Rewrite the listing below, changing "outline" to "contour" wherever it appears and keeping everything else the same.

################

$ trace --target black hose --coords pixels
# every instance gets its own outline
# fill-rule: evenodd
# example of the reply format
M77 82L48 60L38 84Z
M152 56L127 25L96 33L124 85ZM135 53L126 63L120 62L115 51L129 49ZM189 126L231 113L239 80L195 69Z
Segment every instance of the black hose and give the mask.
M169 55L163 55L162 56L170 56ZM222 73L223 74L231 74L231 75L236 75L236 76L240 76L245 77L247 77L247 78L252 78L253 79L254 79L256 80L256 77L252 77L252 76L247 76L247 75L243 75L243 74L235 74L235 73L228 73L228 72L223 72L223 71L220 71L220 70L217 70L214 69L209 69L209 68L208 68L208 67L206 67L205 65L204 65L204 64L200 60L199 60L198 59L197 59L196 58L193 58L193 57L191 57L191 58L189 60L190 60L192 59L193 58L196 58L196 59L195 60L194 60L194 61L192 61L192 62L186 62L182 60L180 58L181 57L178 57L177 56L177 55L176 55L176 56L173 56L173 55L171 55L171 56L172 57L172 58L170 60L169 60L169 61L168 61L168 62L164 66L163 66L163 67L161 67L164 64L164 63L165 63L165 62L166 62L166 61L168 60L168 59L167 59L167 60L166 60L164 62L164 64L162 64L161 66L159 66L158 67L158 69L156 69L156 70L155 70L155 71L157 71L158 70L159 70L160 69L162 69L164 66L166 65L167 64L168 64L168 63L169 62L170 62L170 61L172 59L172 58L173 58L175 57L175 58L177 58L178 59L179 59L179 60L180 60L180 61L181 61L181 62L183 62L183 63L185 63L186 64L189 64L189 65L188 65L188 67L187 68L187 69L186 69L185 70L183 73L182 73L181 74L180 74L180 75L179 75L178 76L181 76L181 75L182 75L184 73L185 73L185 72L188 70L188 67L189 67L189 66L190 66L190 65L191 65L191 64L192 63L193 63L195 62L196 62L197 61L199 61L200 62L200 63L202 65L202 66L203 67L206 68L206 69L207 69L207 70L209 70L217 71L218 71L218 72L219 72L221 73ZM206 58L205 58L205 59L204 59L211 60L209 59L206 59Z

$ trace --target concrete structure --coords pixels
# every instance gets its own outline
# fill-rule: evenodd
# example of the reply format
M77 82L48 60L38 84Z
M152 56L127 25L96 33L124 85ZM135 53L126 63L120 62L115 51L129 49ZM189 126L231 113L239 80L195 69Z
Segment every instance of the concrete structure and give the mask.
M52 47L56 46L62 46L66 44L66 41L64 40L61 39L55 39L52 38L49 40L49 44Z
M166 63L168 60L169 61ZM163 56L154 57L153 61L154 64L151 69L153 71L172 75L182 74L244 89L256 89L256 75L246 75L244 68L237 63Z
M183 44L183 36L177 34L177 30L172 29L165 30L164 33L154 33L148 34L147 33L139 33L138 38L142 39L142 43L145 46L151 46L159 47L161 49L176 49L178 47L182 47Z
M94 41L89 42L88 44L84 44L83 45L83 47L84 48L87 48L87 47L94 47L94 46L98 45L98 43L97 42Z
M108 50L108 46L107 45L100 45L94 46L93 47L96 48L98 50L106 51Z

################

#### EXERCISE OUTPUT
$ trace --target black hose --coords pixels
# every instance gets its own contour
# fill-rule: evenodd
# example of the reply format
M77 82L48 60L38 84Z
M152 56L127 25L96 33L124 85ZM135 53L126 63L120 62L115 51L129 49ZM189 126L231 113L239 80L195 69Z
Segment every instance of the black hose and give the mask.
M169 55L163 55L162 56L170 56ZM222 73L223 74L231 74L231 75L236 75L236 76L240 76L245 77L247 77L247 78L252 78L253 79L254 79L256 80L256 77L252 77L252 76L247 76L247 75L243 75L243 74L235 74L235 73L228 73L228 72L223 72L223 71L220 71L220 70L217 70L214 69L209 69L209 68L208 68L208 67L206 67L205 65L204 65L204 64L200 60L199 60L198 59L197 59L196 58L193 58L193 57L191 57L191 58L189 60L190 60L192 59L193 58L196 58L196 59L195 60L194 60L194 61L192 61L192 62L186 62L182 60L180 58L181 57L178 57L177 56L177 55L176 55L176 56L173 56L173 55L171 55L171 56L172 57L172 58L170 60L169 60L169 61L168 61L168 62L164 66L163 66L163 67L161 67L164 64L164 63L165 63L165 62L166 62L166 61L168 60L168 59L167 59L167 60L166 60L164 62L164 64L162 64L161 66L159 66L158 67L158 69L156 69L156 70L155 70L155 71L157 71L158 70L159 70L160 69L162 69L164 66L166 65L167 64L168 64L168 63L169 62L170 62L170 61L172 59L172 58L173 58L175 57L175 58L177 58L178 59L179 59L179 60L180 60L180 61L181 61L181 62L183 62L183 63L185 63L186 64L189 64L189 65L188 65L188 67L187 68L187 69L186 69L185 70L183 73L182 73L181 74L180 74L180 75L179 75L178 76L181 76L181 75L182 75L184 73L185 73L185 72L188 70L188 67L189 67L189 66L190 66L190 65L191 65L191 64L192 63L193 63L195 62L196 62L197 61L199 61L200 62L200 63L202 65L202 66L203 67L206 68L206 69L207 69L207 70L209 70L217 71L218 71L218 72L219 72L221 73ZM206 58L205 58L205 59L204 59L211 60L209 59L206 59Z

$ trace --target concrete structure --coords pixels
# every instance gets its own contour
# fill-rule: evenodd
# example of the reply format
M77 82L48 60L38 84Z
M152 56L127 25L96 33L124 85ZM135 53L126 63L120 62L115 51L129 49ZM189 126L231 113L239 80L195 69Z
Segment every instance of the concrete structure and give the mask.
M52 47L56 46L62 46L66 44L66 41L64 40L61 39L55 39L52 38L49 40L49 44Z
M166 63L168 60L169 61ZM163 56L154 57L153 61L154 64L151 69L153 71L172 75L182 74L244 89L256 89L256 75L246 75L244 68L237 63Z
M183 44L183 36L177 34L177 30L172 29L165 30L164 33L154 33L148 34L147 33L139 33L138 38L142 39L142 43L145 46L151 46L159 47L161 49L176 49L178 47L182 47Z
M94 41L89 42L88 44L84 44L83 45L83 47L84 48L87 48L87 47L94 47L94 46L98 45L98 43L97 42Z
M108 50L108 46L107 45L100 45L94 46L93 47L96 48L98 50L106 51Z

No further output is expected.